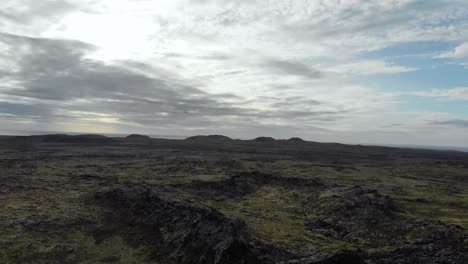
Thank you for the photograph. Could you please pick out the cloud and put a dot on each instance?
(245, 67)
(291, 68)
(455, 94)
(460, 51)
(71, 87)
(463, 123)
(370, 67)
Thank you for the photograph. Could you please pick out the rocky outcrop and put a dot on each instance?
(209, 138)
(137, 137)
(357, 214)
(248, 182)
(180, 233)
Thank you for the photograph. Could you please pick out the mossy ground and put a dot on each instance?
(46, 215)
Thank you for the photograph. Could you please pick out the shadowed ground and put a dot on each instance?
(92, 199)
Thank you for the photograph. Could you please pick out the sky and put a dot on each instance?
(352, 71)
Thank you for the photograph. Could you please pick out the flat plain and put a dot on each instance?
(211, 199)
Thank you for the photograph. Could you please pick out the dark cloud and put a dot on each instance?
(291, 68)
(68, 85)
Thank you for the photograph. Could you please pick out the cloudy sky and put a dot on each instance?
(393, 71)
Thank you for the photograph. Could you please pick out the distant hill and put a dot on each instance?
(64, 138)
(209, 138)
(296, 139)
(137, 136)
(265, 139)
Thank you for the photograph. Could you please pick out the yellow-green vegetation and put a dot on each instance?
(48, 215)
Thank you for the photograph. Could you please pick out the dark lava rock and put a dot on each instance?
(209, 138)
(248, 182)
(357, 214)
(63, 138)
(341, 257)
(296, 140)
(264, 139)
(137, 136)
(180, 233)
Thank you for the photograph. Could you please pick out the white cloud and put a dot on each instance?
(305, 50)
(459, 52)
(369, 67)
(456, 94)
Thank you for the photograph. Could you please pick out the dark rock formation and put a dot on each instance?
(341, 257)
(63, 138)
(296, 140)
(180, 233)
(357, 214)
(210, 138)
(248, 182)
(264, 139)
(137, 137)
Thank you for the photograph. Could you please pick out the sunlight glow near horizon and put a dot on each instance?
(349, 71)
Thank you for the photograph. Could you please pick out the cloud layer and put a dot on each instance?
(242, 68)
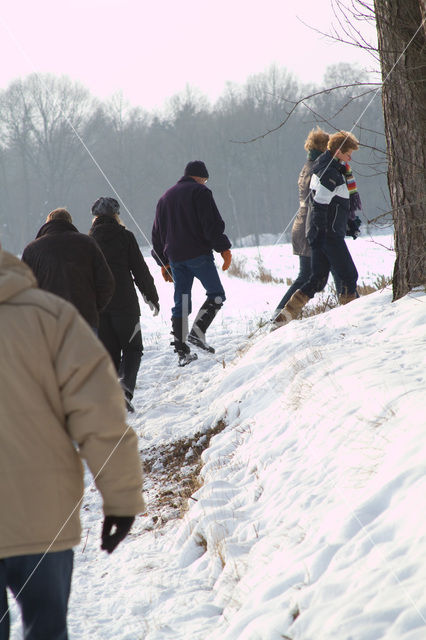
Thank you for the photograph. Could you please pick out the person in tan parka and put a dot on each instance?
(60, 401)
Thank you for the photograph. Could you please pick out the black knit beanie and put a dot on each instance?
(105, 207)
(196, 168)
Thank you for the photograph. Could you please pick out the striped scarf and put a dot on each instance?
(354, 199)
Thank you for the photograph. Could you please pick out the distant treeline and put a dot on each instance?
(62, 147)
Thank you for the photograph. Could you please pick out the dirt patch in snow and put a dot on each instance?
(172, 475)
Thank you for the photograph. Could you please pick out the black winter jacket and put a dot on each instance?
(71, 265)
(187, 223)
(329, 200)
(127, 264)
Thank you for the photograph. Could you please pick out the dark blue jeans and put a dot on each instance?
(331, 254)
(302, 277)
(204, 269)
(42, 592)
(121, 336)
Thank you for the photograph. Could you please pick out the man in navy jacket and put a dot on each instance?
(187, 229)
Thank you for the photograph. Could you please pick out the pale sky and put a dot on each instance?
- - -
- AIM
Copy exactly the part of the entries that opens with the line containing "treeline and put a dot on each instance?" and closes with the last line of the entries, including both of those lines.

- RESULT OF THIS EXERCISE
Thank you for the photograph. Could you please pick out the distant treeline and put a dot on each instance?
(62, 147)
Thank you for the photograph. Could you please pick out the dirt patch in snow and put a dot on each instance?
(172, 475)
Thank you for the photograph. Could you please pick out the black winter jacket and put a dot on each instance?
(71, 265)
(187, 223)
(329, 200)
(127, 264)
Thank you for the photograph. Could you please pick out the dark blue jeans and put a dot on each instance?
(331, 254)
(302, 277)
(204, 269)
(42, 592)
(121, 336)
Thank you for the photograph. Could you please pick out the man in navy jacket and put a dot on each instance?
(187, 229)
Thank you for the photograph. Could you please pick out the pale sky and put a dot on each instance?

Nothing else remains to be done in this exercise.